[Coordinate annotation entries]
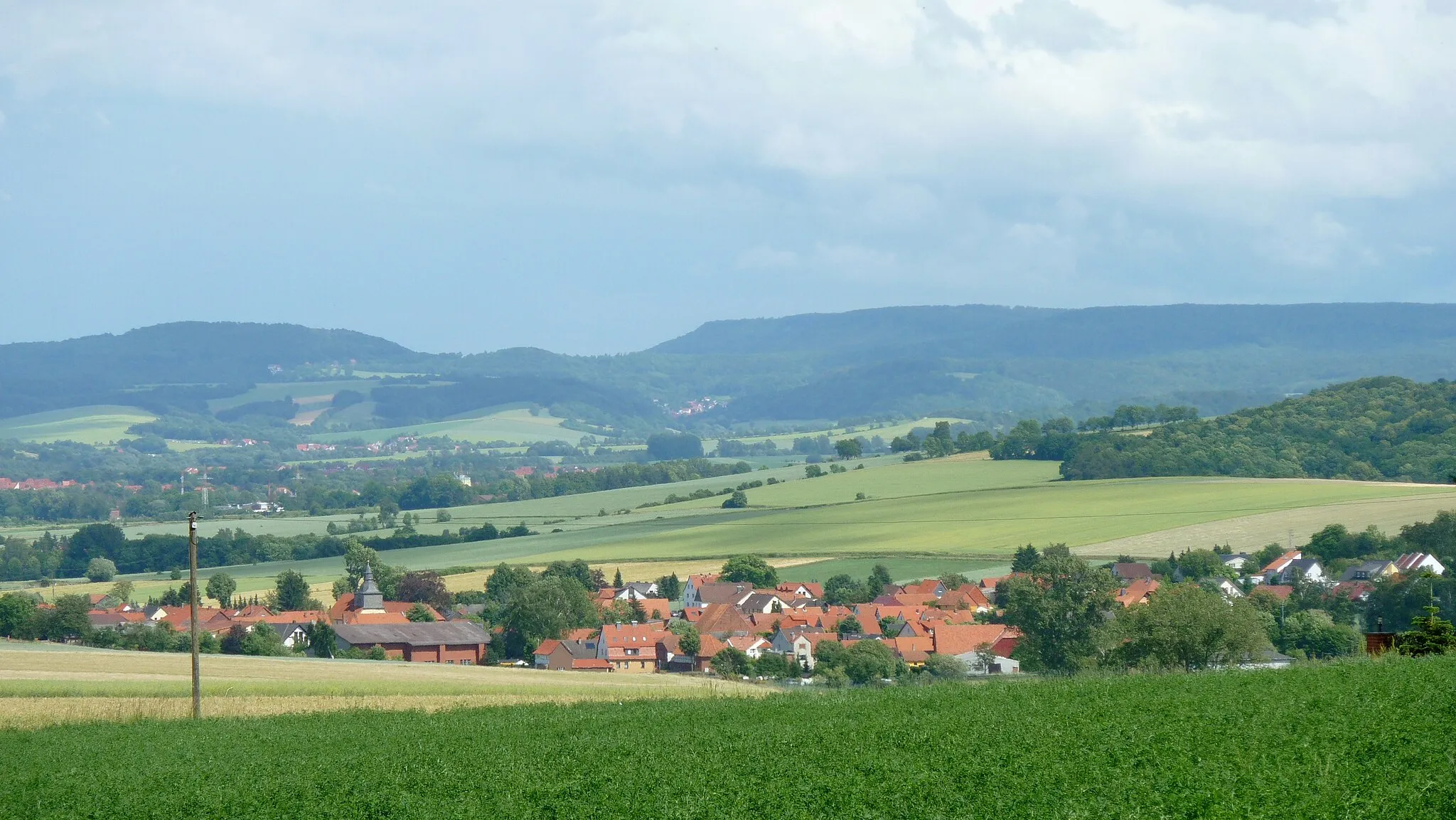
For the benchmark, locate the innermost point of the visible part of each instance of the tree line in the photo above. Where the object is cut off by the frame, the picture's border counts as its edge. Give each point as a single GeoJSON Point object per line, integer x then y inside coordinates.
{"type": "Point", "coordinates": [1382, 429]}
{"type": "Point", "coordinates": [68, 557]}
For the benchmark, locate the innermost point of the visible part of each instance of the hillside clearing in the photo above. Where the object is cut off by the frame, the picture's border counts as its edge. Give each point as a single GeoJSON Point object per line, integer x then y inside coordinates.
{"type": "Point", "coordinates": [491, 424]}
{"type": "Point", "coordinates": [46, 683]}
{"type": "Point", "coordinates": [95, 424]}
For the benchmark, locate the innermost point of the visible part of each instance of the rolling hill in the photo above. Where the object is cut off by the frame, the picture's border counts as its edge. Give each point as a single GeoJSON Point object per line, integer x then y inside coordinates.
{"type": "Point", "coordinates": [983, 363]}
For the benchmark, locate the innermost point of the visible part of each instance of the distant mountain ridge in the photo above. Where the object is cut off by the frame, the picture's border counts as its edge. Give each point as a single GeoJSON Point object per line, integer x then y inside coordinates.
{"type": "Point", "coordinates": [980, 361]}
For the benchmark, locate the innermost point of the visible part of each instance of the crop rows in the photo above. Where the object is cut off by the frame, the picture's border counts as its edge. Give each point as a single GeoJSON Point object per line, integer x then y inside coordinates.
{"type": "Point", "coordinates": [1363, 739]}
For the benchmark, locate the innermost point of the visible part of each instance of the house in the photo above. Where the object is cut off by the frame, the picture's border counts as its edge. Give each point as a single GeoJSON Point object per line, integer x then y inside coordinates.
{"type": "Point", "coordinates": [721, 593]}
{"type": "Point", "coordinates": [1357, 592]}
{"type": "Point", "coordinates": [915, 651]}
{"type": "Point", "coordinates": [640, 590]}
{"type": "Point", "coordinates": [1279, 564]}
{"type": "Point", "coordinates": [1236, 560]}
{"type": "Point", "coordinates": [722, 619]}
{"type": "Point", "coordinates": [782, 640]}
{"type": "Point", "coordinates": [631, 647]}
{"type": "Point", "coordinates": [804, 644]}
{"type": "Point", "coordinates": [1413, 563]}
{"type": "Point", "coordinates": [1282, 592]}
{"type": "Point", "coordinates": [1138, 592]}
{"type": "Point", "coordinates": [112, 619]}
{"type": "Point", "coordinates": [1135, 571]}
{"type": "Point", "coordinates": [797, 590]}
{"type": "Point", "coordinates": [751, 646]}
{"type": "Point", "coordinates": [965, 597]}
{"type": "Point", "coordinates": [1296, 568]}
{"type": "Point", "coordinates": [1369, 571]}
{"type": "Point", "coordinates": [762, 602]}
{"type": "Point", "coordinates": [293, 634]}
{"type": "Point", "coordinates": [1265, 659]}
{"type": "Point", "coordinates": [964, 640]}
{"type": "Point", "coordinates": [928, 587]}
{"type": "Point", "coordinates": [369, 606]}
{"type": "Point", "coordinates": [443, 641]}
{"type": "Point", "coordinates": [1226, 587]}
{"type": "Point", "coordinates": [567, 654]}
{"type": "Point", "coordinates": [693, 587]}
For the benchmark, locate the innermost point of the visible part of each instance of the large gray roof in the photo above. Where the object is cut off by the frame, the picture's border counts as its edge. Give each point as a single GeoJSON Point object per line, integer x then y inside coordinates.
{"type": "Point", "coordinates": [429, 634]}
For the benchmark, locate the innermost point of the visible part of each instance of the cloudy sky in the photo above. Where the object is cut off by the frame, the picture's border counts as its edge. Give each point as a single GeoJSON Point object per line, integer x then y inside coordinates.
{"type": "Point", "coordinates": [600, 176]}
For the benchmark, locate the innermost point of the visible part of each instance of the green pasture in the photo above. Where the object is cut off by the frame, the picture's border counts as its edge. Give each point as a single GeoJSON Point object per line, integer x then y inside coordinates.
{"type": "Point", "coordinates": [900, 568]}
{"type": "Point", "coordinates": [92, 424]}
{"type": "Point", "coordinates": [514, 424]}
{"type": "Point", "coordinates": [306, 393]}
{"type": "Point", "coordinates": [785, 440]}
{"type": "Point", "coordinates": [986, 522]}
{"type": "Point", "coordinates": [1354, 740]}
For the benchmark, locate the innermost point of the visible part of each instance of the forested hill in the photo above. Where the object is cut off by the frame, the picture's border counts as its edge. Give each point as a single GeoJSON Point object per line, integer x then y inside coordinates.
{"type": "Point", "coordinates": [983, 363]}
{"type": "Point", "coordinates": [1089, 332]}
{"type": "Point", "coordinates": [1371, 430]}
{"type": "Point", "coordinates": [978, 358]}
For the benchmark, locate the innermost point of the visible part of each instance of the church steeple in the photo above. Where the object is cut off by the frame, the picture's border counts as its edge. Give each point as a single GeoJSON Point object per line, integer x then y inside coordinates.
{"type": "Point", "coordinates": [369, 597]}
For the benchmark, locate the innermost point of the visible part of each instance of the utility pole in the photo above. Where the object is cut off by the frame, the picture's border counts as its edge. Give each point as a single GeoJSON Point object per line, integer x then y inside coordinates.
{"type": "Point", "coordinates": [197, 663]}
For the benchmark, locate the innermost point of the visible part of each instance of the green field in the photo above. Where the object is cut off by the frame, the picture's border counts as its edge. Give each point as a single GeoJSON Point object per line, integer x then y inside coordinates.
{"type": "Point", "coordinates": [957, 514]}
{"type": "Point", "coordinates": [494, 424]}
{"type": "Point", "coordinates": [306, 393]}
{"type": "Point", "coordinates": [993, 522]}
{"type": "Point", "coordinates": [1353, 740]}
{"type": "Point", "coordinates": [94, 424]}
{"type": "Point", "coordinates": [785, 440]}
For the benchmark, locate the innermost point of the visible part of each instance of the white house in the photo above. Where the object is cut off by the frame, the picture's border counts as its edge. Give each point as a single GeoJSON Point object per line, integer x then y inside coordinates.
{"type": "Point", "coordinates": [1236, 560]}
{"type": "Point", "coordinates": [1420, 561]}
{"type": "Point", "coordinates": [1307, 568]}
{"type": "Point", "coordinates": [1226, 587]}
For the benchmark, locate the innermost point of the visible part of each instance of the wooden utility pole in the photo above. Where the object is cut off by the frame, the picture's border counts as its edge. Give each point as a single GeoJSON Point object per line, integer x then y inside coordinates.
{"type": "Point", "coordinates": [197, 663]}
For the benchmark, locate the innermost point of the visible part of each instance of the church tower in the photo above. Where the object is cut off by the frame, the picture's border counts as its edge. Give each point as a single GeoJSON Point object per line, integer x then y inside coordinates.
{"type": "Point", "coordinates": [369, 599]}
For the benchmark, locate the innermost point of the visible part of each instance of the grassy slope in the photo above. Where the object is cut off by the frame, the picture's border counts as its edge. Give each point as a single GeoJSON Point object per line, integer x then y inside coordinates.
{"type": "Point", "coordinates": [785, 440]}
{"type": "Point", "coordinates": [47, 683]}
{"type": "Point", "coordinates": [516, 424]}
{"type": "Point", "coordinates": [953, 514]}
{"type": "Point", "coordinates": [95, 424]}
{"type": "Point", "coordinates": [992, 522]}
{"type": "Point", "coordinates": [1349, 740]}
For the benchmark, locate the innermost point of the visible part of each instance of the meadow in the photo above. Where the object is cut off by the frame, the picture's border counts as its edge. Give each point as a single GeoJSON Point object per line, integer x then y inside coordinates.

WRITTEN TASK: Every line from the one holding "of the grassy" through the final line of the listing must be echoed exactly; leave out all other lines.

FINISHED EXERCISE:
For the benchmark, locate the innermost point of the visible part of each instance of the grassy slope in the photo above. Where the object is cut off by the frame, the picture's border counts as its edge. Give each point as a single GeoJSON Point object per line, integer x then y inside coordinates.
{"type": "Point", "coordinates": [785, 440]}
{"type": "Point", "coordinates": [47, 683]}
{"type": "Point", "coordinates": [516, 424]}
{"type": "Point", "coordinates": [953, 514]}
{"type": "Point", "coordinates": [95, 424]}
{"type": "Point", "coordinates": [992, 522]}
{"type": "Point", "coordinates": [1349, 740]}
For the benchmark, locate the innermost point of the visible part of each instance of the meadow in the photo above. Where the object is cut off by the frame, the picture's border counts as its edge. Give each point as a single GeoJSON Point object per line, integer x then y inside coordinates.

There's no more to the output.